**Problem to solve:** Each of the records that follow needs an exact reproduction.

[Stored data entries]
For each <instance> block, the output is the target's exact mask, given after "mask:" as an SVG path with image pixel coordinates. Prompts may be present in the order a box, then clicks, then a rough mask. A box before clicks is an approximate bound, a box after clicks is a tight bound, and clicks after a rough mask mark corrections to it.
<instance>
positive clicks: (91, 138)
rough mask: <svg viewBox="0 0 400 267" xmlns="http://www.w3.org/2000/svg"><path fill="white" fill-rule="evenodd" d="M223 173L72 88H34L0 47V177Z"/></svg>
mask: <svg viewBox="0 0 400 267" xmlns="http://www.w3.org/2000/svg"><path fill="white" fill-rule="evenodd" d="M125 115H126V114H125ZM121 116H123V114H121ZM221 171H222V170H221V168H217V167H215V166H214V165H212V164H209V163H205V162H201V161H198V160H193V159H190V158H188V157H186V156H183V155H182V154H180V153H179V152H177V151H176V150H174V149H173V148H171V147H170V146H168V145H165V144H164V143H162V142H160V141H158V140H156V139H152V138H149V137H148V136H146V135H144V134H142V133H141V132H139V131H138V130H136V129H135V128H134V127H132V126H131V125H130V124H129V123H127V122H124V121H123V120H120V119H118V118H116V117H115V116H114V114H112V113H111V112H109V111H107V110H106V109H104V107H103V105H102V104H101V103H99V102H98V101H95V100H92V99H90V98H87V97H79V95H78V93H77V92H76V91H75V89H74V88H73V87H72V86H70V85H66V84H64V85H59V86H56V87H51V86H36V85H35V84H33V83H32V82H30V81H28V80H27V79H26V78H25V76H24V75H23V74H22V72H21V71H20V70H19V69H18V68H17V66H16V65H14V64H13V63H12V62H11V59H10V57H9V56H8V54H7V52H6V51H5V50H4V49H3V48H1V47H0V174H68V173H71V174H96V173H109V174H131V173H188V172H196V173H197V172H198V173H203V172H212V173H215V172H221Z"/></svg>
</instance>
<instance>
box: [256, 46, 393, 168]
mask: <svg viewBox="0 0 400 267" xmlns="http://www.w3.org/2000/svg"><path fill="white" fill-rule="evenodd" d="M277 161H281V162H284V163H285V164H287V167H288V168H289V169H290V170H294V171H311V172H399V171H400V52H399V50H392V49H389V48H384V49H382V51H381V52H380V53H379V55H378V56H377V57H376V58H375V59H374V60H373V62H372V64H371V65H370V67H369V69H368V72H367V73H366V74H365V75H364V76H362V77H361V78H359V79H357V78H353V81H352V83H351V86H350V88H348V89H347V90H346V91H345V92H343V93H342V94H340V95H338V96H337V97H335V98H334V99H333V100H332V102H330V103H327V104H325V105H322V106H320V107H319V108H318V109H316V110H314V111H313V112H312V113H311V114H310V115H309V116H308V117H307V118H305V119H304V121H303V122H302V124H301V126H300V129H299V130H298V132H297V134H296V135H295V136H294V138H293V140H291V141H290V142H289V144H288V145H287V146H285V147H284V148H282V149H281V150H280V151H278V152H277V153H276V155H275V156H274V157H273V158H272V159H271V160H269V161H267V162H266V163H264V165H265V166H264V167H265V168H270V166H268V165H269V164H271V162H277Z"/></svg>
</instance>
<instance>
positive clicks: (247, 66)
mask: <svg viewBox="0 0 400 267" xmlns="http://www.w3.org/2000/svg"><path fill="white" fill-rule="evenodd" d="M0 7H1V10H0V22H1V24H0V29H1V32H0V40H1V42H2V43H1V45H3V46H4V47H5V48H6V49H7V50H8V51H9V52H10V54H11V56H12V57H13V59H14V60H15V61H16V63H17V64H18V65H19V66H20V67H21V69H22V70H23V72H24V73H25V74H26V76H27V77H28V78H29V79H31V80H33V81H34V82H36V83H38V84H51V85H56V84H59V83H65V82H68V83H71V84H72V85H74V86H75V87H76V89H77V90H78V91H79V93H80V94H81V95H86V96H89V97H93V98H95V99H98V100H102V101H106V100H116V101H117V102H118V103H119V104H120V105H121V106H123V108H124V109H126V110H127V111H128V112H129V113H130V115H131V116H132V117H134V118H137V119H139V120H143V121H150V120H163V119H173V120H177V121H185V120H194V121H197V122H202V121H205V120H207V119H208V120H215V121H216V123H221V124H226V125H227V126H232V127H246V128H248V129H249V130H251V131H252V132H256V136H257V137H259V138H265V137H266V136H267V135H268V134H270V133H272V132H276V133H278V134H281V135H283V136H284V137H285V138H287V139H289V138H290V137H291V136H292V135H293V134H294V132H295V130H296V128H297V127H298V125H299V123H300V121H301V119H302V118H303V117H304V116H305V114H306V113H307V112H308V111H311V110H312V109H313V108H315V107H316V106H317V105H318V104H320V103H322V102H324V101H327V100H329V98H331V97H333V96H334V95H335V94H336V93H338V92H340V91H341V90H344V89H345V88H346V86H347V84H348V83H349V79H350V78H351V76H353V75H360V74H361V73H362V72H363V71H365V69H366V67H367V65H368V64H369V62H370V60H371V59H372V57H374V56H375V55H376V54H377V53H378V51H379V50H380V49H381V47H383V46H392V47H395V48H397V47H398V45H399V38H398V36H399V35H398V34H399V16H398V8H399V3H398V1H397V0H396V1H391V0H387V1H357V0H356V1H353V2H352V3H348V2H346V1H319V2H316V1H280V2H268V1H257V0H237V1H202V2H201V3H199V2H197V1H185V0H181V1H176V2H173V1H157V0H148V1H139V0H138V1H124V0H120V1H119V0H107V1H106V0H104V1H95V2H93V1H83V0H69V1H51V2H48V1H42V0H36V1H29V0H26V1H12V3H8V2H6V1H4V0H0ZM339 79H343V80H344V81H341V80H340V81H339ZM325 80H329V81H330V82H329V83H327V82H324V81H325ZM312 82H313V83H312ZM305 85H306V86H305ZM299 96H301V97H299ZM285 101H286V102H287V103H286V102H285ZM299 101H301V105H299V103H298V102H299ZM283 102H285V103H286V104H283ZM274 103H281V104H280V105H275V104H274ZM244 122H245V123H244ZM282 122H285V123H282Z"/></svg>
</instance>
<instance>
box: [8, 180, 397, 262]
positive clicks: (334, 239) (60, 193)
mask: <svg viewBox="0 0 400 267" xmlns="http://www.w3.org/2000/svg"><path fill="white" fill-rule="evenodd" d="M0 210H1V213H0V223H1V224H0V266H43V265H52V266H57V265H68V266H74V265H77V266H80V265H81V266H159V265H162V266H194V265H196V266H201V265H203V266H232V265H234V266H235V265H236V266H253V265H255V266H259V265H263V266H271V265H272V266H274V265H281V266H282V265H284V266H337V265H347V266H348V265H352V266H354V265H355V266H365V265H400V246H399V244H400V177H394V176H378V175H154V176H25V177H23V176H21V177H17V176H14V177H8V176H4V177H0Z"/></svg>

**Written solution:**
For each <instance> block, the output is the target's exact mask, given after "mask:" as an SVG path with image pixel coordinates. Prompts may be present in the order a box, then clicks, then a rough mask. A box before clicks is an approximate bound, a box after clicks is a tight bound, and clicks after a rough mask mark corrections to it.
<instance>
positive clicks: (91, 138)
rough mask: <svg viewBox="0 0 400 267" xmlns="http://www.w3.org/2000/svg"><path fill="white" fill-rule="evenodd" d="M223 173L72 88H34L0 47V177Z"/></svg>
mask: <svg viewBox="0 0 400 267" xmlns="http://www.w3.org/2000/svg"><path fill="white" fill-rule="evenodd" d="M125 115H126V114H125ZM121 116H123V114H121ZM221 171H222V170H221V168H217V167H215V166H214V165H212V164H209V163H205V162H201V161H198V160H193V159H190V158H188V157H186V156H183V155H182V154H180V153H179V152H177V151H176V150H174V149H173V148H171V147H170V146H168V145H165V144H164V143H162V142H160V141H158V140H156V139H152V138H149V137H148V136H146V135H144V134H142V133H141V132H139V131H138V130H136V129H135V128H134V127H132V126H131V125H130V124H129V123H127V122H124V121H123V120H120V119H118V118H116V117H115V116H114V114H112V113H111V112H109V111H107V110H106V109H104V107H103V105H102V104H101V103H99V102H98V101H95V100H92V99H90V98H87V97H79V95H78V93H77V92H76V91H75V89H74V88H73V87H72V86H70V85H66V84H64V85H59V86H56V87H51V86H36V85H35V84H33V83H32V82H30V81H28V80H27V79H26V78H25V76H24V75H23V74H22V72H21V71H20V70H19V69H18V68H17V66H16V65H14V64H13V63H12V62H11V59H10V57H9V56H8V54H7V52H6V51H5V50H4V49H3V48H1V47H0V174H68V173H71V174H96V173H109V174H131V173H188V172H196V173H197V172H198V173H203V172H212V173H215V172H221Z"/></svg>
</instance>
<instance>
box: [256, 46, 393, 168]
mask: <svg viewBox="0 0 400 267" xmlns="http://www.w3.org/2000/svg"><path fill="white" fill-rule="evenodd" d="M277 161H281V162H284V163H285V164H287V167H288V168H289V169H290V170H294V171H311V172H399V171H400V52H399V50H392V49H389V48H384V49H382V51H381V52H380V53H379V55H378V56H377V57H376V58H375V59H374V60H373V62H372V64H371V65H370V67H369V69H368V72H367V73H366V74H365V75H364V76H362V77H361V78H359V79H357V78H353V81H352V83H351V86H350V88H348V89H347V90H346V91H345V92H343V93H342V94H340V95H338V96H337V97H335V98H334V99H333V100H332V102H330V103H327V104H325V105H322V106H320V107H319V108H318V109H316V110H314V111H313V112H312V113H311V114H310V115H309V116H308V117H307V118H305V119H304V121H303V122H302V124H301V126H300V129H299V130H298V132H297V134H296V135H295V136H294V138H293V140H291V141H290V142H289V144H288V145H287V146H285V147H284V148H282V149H281V150H280V151H278V152H277V153H276V155H275V156H274V157H273V158H272V159H271V160H269V161H267V162H266V163H264V165H265V166H264V167H265V168H270V166H268V165H269V164H271V162H277Z"/></svg>
</instance>
<instance>
positive clicks: (247, 66)
mask: <svg viewBox="0 0 400 267" xmlns="http://www.w3.org/2000/svg"><path fill="white" fill-rule="evenodd" d="M0 7H1V10H0V22H1V24H0V29H1V32H0V40H1V42H2V43H1V45H3V46H4V47H5V48H6V49H7V50H8V51H9V52H10V54H11V56H12V57H13V59H14V60H15V61H16V63H17V64H18V65H19V66H20V67H21V69H22V70H23V72H24V73H25V74H26V76H27V77H28V78H29V79H31V80H33V81H34V82H36V83H38V84H51V85H56V84H59V83H65V82H68V83H71V84H72V85H74V86H75V87H76V89H77V90H78V91H79V93H80V94H81V95H86V96H89V97H93V98H95V99H98V100H102V101H106V100H116V101H117V102H118V103H119V104H120V105H121V106H123V108H124V109H126V110H127V111H128V112H129V113H130V115H131V116H132V117H134V118H137V119H139V120H143V121H150V120H163V119H173V120H177V121H185V120H194V121H197V122H202V121H205V120H207V119H208V120H215V121H216V123H221V124H226V125H227V126H232V127H246V128H248V129H249V130H251V131H252V132H256V136H257V137H259V138H265V137H266V136H267V135H268V134H270V133H272V132H276V133H278V134H281V135H283V136H284V137H285V138H287V139H289V138H290V137H291V136H292V135H293V134H294V132H295V130H296V128H297V127H298V125H299V123H300V121H301V119H302V118H303V117H304V116H305V114H306V113H307V112H308V111H311V110H312V109H313V108H315V107H316V106H317V105H318V104H320V103H322V102H324V101H327V100H329V98H331V97H333V96H334V95H335V94H336V93H338V92H340V91H341V90H344V89H345V88H346V86H347V84H348V83H349V79H350V78H351V76H353V75H360V74H361V73H362V72H363V71H365V69H366V67H367V65H368V64H369V62H370V60H371V59H372V57H374V56H375V55H376V54H377V53H378V51H379V50H380V49H381V47H383V46H392V47H395V48H397V47H398V45H399V38H398V36H399V35H398V34H399V16H398V8H399V3H398V1H397V0H396V1H391V0H387V1H357V0H356V1H353V2H352V3H348V2H346V1H319V2H316V1H280V2H268V1H257V0H237V1H202V2H201V3H199V2H197V1H185V0H181V1H176V2H173V1H157V0H148V1H139V0H138V1H124V0H120V1H119V0H107V1H106V0H104V1H95V2H93V1H83V0H69V1H51V2H48V1H42V0H36V1H29V0H26V1H12V3H8V2H6V1H4V0H0ZM339 79H343V80H344V81H341V80H340V81H339ZM325 80H329V81H330V82H329V83H327V82H324V81H325ZM312 82H313V83H312ZM305 85H306V86H305ZM299 96H301V97H299ZM285 101H286V102H287V103H286V102H285ZM299 101H301V105H299V103H298V102H299ZM283 102H285V103H286V104H283ZM274 103H281V104H280V105H275V104H274ZM244 122H245V123H244ZM282 122H285V123H282Z"/></svg>
</instance>
<instance>
box: [8, 180, 397, 262]
positive clicks: (334, 239) (60, 193)
mask: <svg viewBox="0 0 400 267" xmlns="http://www.w3.org/2000/svg"><path fill="white" fill-rule="evenodd" d="M0 210H1V213H0V223H1V224H0V266H43V265H52V266H57V265H68V266H74V265H77V266H80V265H81V266H159V265H162V266H194V265H196V266H201V265H203V266H232V265H234V266H235V265H236V266H253V265H255V266H259V265H263V266H271V265H272V266H274V265H281V266H282V265H284V266H337V265H347V266H348V265H352V266H354V265H355V266H365V265H400V246H399V244H400V177H394V176H378V175H154V176H25V177H23V176H21V177H17V176H14V177H8V176H4V177H0Z"/></svg>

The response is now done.